● What you will do:
Render every row below as a numbered list, leaving out the blank lines.

START Available data

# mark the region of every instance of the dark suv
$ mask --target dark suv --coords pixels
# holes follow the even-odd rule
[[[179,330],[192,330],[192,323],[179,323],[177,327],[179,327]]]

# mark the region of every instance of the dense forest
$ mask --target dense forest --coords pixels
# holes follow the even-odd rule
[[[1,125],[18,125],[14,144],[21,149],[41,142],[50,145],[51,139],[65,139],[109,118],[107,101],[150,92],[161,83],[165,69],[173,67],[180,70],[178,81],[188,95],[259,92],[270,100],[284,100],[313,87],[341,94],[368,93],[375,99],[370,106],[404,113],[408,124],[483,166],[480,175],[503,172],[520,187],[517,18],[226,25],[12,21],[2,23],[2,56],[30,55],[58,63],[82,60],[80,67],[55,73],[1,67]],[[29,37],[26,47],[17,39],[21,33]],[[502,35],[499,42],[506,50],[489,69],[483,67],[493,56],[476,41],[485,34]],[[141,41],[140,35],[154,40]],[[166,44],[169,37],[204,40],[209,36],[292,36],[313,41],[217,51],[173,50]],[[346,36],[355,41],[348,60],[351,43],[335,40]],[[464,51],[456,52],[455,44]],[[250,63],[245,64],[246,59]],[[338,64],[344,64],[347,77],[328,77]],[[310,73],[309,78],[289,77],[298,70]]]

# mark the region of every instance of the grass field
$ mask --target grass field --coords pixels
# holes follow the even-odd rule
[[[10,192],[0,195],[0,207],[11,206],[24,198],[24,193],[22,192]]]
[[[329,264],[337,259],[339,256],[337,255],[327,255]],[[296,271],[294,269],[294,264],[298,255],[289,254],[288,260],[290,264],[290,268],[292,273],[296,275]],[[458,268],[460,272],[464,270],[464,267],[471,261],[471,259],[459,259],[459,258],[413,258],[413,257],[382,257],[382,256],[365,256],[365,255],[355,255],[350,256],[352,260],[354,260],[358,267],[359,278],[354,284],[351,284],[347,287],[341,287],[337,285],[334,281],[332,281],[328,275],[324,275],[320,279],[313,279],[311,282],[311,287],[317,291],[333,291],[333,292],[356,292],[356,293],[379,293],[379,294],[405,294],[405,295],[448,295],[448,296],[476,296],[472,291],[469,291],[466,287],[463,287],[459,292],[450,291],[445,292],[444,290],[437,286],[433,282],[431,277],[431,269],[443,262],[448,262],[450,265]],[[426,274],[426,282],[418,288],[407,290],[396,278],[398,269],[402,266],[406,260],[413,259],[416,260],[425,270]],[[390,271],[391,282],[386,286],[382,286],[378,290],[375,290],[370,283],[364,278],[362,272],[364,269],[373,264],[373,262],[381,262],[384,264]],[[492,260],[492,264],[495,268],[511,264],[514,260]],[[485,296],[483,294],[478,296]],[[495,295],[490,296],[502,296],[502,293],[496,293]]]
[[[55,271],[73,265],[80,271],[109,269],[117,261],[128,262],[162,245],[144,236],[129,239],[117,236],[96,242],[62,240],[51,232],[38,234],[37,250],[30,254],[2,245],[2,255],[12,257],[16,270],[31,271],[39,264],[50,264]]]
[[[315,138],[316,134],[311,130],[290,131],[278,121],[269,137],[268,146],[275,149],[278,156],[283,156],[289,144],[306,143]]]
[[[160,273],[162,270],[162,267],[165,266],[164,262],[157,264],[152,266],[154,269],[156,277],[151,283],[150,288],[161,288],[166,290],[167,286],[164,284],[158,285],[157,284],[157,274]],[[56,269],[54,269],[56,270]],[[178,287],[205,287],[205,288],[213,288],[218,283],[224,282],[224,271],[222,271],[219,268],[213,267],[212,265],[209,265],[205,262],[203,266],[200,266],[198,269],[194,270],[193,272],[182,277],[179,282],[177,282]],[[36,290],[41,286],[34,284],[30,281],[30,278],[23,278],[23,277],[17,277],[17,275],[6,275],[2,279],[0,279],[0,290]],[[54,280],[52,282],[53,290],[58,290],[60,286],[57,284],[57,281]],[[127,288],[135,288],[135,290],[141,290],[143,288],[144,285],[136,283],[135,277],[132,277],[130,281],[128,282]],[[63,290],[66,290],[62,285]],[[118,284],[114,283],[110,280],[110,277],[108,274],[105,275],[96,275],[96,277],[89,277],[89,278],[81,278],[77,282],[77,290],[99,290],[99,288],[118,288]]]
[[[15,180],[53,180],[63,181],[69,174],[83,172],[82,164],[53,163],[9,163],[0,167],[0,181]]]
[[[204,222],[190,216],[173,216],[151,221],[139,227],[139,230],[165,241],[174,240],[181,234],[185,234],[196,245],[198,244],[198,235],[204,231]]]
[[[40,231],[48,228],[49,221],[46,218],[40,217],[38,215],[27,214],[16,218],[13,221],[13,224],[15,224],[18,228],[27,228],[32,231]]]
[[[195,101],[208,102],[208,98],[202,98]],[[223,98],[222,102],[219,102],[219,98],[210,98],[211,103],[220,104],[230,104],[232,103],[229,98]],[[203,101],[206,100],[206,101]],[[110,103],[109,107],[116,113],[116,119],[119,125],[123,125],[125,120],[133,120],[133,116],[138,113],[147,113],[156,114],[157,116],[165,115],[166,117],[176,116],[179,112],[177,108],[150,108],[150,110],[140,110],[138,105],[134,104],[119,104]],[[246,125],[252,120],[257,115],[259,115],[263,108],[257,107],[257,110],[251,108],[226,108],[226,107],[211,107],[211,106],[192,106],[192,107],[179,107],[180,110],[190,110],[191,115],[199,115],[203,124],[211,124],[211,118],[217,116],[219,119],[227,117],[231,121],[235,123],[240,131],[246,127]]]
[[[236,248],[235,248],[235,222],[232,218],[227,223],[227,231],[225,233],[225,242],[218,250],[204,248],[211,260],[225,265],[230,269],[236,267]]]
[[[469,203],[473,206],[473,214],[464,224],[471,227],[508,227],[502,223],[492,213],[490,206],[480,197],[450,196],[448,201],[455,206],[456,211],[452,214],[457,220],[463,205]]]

END Available data

● Output of the task:
1. # mark the region of every instance of the dark suv
2. $ mask --target dark suv --coords pixels
3. # holes follow the even-odd rule
4. [[[179,330],[192,330],[192,323],[179,323],[177,327],[179,327]]]
5. # mark the region of every instance of the dense forest
6. $ mask --target dense forest --coords pixels
7. # holes follow the even-odd rule
8. [[[1,125],[18,125],[14,144],[21,149],[41,142],[50,145],[51,139],[65,139],[109,118],[107,101],[150,92],[161,83],[165,69],[173,67],[180,70],[178,81],[188,95],[259,92],[270,100],[284,100],[313,87],[341,94],[368,93],[375,99],[370,106],[404,113],[408,124],[483,166],[480,175],[503,172],[520,187],[517,18],[226,25],[12,21],[2,23],[2,56],[30,55],[58,63],[82,60],[80,67],[55,73],[1,67]],[[29,37],[26,47],[17,39],[21,33]],[[502,35],[499,42],[506,50],[489,69],[483,67],[493,56],[476,41],[485,34]],[[141,41],[140,35],[154,40]],[[166,44],[169,37],[204,40],[209,36],[292,36],[313,41],[217,51],[173,50]],[[346,36],[355,41],[348,60],[351,43],[335,40]],[[464,51],[456,52],[455,44]],[[250,63],[245,64],[246,59]],[[338,64],[344,64],[347,77],[328,77]],[[310,73],[309,78],[289,77],[298,70]]]
9. # mark the region of every instance of the grass field
10. $ mask --target grass field --coords pixels
11. # holes follow the even-odd rule
12. [[[10,192],[0,195],[0,207],[11,206],[24,198],[24,193],[22,192]]]
13. [[[329,264],[337,259],[339,256],[337,255],[327,255]],[[296,271],[294,269],[294,264],[298,255],[289,254],[288,260],[290,264],[290,268],[292,273],[296,275]],[[458,268],[460,272],[464,270],[464,267],[471,261],[471,259],[459,259],[459,258],[413,258],[413,257],[382,257],[382,256],[365,256],[365,255],[355,255],[350,256],[352,260],[354,260],[358,267],[359,278],[354,284],[351,284],[347,287],[341,287],[337,285],[334,281],[332,281],[328,275],[324,275],[320,279],[313,279],[311,282],[311,287],[317,291],[333,291],[333,292],[356,292],[356,293],[379,293],[379,294],[405,294],[405,295],[448,295],[448,296],[476,296],[472,291],[469,291],[466,287],[463,287],[459,292],[450,291],[445,292],[444,290],[437,286],[433,282],[431,277],[431,269],[443,262],[448,262],[450,265]],[[426,274],[426,282],[418,288],[407,290],[396,278],[398,269],[402,266],[406,260],[413,259],[416,260],[425,270]],[[390,271],[391,282],[386,286],[382,286],[378,290],[375,290],[370,283],[364,278],[362,272],[364,269],[373,264],[373,262],[381,262],[384,264]],[[492,260],[492,264],[495,268],[511,264],[514,260]],[[485,296],[483,294],[478,296]],[[495,295],[490,296],[502,296],[502,293],[496,293]]]
14. [[[55,271],[73,265],[80,271],[109,269],[117,261],[128,262],[162,245],[144,236],[129,239],[117,236],[96,242],[62,240],[51,232],[38,234],[37,250],[30,254],[2,245],[2,255],[12,257],[16,270],[31,271],[39,264],[50,264]]]
15. [[[315,138],[316,134],[311,130],[290,131],[278,121],[269,137],[268,146],[275,149],[278,156],[283,156],[289,144],[306,143]]]
16. [[[160,273],[162,270],[162,267],[165,266],[164,262],[157,264],[152,266],[154,269],[156,277],[151,283],[150,288],[161,288],[166,290],[167,286],[164,284],[158,285],[157,284],[157,274]],[[56,269],[54,269],[56,270]],[[178,287],[205,287],[205,288],[213,288],[218,283],[224,282],[224,271],[222,271],[219,268],[213,267],[212,265],[209,265],[205,262],[203,266],[200,266],[198,269],[194,270],[193,272],[182,277],[179,282],[177,282]],[[36,290],[41,286],[34,284],[30,281],[30,278],[23,278],[23,277],[17,277],[17,275],[6,275],[2,279],[0,279],[0,290]],[[54,280],[52,282],[53,290],[58,290],[60,286],[57,284],[57,281]],[[127,288],[135,288],[135,290],[141,290],[143,288],[144,285],[136,283],[135,277],[132,277],[130,281],[128,282]],[[63,290],[66,290],[62,285]],[[118,284],[114,283],[110,280],[110,277],[108,274],[105,275],[96,275],[96,277],[89,277],[89,278],[81,278],[77,282],[77,290],[99,290],[99,288],[118,288]]]
17. [[[15,180],[53,180],[63,181],[69,174],[83,172],[82,164],[53,163],[9,163],[0,167],[0,181]]]
18. [[[204,222],[190,216],[173,216],[151,221],[139,227],[139,230],[165,241],[174,240],[181,234],[185,234],[196,245],[198,244],[198,235],[204,231]]]
19. [[[40,231],[48,228],[49,221],[46,218],[40,217],[38,215],[27,214],[16,218],[13,221],[13,224],[15,224],[18,228],[27,228],[32,231]]]
20. [[[195,101],[208,102],[208,98],[202,98]],[[223,98],[222,102],[219,102],[219,98],[210,98],[211,103],[220,104],[230,104],[232,103],[229,98]],[[203,101],[206,100],[206,101]],[[110,103],[109,107],[116,113],[116,119],[119,125],[123,125],[125,120],[133,120],[133,116],[138,113],[147,113],[156,114],[157,116],[165,115],[166,117],[176,116],[179,112],[177,108],[150,108],[150,110],[140,110],[138,105],[134,104],[119,104]],[[246,125],[252,120],[257,115],[259,115],[263,108],[257,107],[257,110],[251,108],[226,108],[226,107],[211,107],[211,106],[192,106],[192,107],[179,107],[180,110],[190,110],[191,115],[199,115],[203,124],[211,124],[211,118],[217,116],[219,119],[227,117],[231,121],[235,123],[240,131],[246,127]]]
21. [[[236,248],[235,248],[235,222],[232,218],[227,223],[227,231],[225,233],[225,242],[218,250],[204,248],[211,260],[225,265],[230,269],[236,267]]]
22. [[[469,203],[473,206],[473,214],[464,224],[471,227],[508,227],[502,223],[492,213],[490,206],[480,197],[450,196],[448,201],[455,206],[456,211],[452,214],[457,220],[463,205]]]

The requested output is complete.